-- Directions for this task --
Check each line of the records below and collect those that include the word "clicks".

-- Input data --
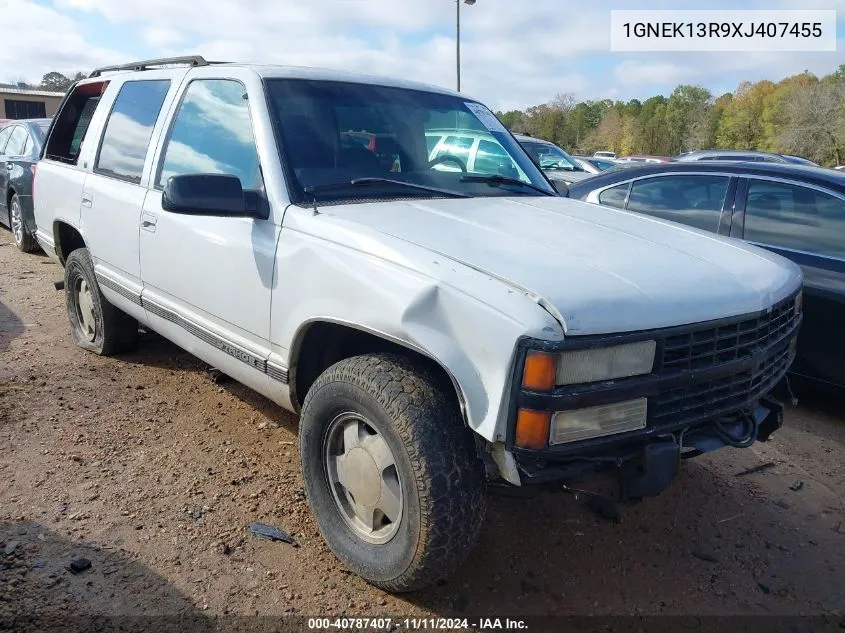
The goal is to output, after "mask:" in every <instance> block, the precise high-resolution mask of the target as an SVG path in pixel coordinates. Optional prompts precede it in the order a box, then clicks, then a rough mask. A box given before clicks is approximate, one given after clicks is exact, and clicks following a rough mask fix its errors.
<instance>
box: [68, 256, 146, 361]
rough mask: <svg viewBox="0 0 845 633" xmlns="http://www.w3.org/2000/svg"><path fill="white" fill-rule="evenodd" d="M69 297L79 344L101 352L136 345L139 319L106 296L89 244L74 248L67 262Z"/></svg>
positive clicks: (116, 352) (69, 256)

-- Solution for this exercise --
The goal is to output, after "mask:" in every <instance> block, the precise high-resolution mask of the target as an SVG path in pixel coordinates. Optional prompts precede it in the order a box, then clicks, then a rough mask. A box given before clicks is approximate, one given after clicks is exact, and clicks following a rough mask fix its errors.
positive clicks: (116, 352) (69, 256)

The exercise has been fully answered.